(GOAL OF THE EXERCISE): Return the records that follow, matching each one exactly.

### INPUT ROWS ###

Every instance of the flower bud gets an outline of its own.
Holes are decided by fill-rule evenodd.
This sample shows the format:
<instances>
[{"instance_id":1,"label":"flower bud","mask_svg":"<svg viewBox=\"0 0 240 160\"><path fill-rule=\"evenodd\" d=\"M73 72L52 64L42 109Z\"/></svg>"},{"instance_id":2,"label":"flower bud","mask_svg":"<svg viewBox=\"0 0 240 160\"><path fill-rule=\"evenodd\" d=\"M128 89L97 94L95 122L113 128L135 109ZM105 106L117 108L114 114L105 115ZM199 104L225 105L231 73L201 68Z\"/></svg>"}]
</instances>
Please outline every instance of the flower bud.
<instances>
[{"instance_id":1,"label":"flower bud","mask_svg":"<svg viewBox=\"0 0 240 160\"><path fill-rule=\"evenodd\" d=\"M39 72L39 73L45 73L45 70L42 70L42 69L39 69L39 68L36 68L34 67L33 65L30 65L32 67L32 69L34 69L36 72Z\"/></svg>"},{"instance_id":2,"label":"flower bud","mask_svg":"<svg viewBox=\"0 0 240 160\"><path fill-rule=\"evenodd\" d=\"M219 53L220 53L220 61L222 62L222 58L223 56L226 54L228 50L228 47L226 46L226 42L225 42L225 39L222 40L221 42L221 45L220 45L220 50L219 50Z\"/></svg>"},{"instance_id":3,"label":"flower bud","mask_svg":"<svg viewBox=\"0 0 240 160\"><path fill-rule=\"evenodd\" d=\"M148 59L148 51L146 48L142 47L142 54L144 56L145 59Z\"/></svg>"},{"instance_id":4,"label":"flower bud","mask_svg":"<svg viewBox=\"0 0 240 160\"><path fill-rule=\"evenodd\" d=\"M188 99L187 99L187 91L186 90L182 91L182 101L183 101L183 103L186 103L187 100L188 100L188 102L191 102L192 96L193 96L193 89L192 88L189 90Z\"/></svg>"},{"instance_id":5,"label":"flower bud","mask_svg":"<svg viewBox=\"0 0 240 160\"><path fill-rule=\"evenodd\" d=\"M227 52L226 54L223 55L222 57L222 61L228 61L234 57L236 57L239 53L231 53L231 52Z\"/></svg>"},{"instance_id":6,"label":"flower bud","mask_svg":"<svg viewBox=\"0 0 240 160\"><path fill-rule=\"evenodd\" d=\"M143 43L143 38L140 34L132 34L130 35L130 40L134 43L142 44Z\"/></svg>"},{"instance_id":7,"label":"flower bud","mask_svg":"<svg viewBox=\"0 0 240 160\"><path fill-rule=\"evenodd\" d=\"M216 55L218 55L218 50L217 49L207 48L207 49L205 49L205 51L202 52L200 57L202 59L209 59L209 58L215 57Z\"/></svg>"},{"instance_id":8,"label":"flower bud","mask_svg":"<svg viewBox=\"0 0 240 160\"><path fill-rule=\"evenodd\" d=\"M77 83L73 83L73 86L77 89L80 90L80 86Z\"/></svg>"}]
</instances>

###

(EXERCISE ANSWER):
Every instance of the flower bud gets an outline of its own.
Holes are decided by fill-rule evenodd.
This sample shows the format:
<instances>
[{"instance_id":1,"label":"flower bud","mask_svg":"<svg viewBox=\"0 0 240 160\"><path fill-rule=\"evenodd\" d=\"M73 72L52 64L42 109Z\"/></svg>"},{"instance_id":2,"label":"flower bud","mask_svg":"<svg viewBox=\"0 0 240 160\"><path fill-rule=\"evenodd\" d=\"M128 89L97 94L95 122L113 128L135 109ZM105 106L117 108L114 114L105 115ZM199 104L225 105L231 73L201 68Z\"/></svg>"}]
</instances>
Please outline every instance of the flower bud.
<instances>
[{"instance_id":1,"label":"flower bud","mask_svg":"<svg viewBox=\"0 0 240 160\"><path fill-rule=\"evenodd\" d=\"M39 72L39 73L45 73L45 70L42 70L42 69L39 69L39 68L36 68L34 67L33 65L30 65L32 67L32 69L34 69L36 72Z\"/></svg>"},{"instance_id":2,"label":"flower bud","mask_svg":"<svg viewBox=\"0 0 240 160\"><path fill-rule=\"evenodd\" d=\"M219 53L220 53L220 61L222 62L222 58L223 56L226 54L228 50L228 47L226 46L226 42L225 42L225 39L222 40L221 42L221 45L220 45L220 50L219 50Z\"/></svg>"},{"instance_id":3,"label":"flower bud","mask_svg":"<svg viewBox=\"0 0 240 160\"><path fill-rule=\"evenodd\" d=\"M148 59L148 51L146 48L142 47L142 54L144 56L145 59Z\"/></svg>"},{"instance_id":4,"label":"flower bud","mask_svg":"<svg viewBox=\"0 0 240 160\"><path fill-rule=\"evenodd\" d=\"M188 99L187 99L187 91L186 90L182 91L182 101L183 101L183 103L186 103L187 100L188 100L188 102L191 102L192 96L193 96L193 89L192 88L189 90Z\"/></svg>"},{"instance_id":5,"label":"flower bud","mask_svg":"<svg viewBox=\"0 0 240 160\"><path fill-rule=\"evenodd\" d=\"M227 52L226 54L223 55L222 57L222 61L228 61L234 57L236 57L239 53L231 53L231 52Z\"/></svg>"},{"instance_id":6,"label":"flower bud","mask_svg":"<svg viewBox=\"0 0 240 160\"><path fill-rule=\"evenodd\" d=\"M143 43L143 38L140 34L132 34L130 35L130 40L134 43L142 44Z\"/></svg>"},{"instance_id":7,"label":"flower bud","mask_svg":"<svg viewBox=\"0 0 240 160\"><path fill-rule=\"evenodd\" d=\"M216 55L218 55L218 50L217 49L207 48L207 49L205 49L205 51L202 52L200 57L202 59L209 59L209 58L215 57Z\"/></svg>"},{"instance_id":8,"label":"flower bud","mask_svg":"<svg viewBox=\"0 0 240 160\"><path fill-rule=\"evenodd\" d=\"M77 83L73 83L73 86L77 89L80 90L80 86Z\"/></svg>"}]
</instances>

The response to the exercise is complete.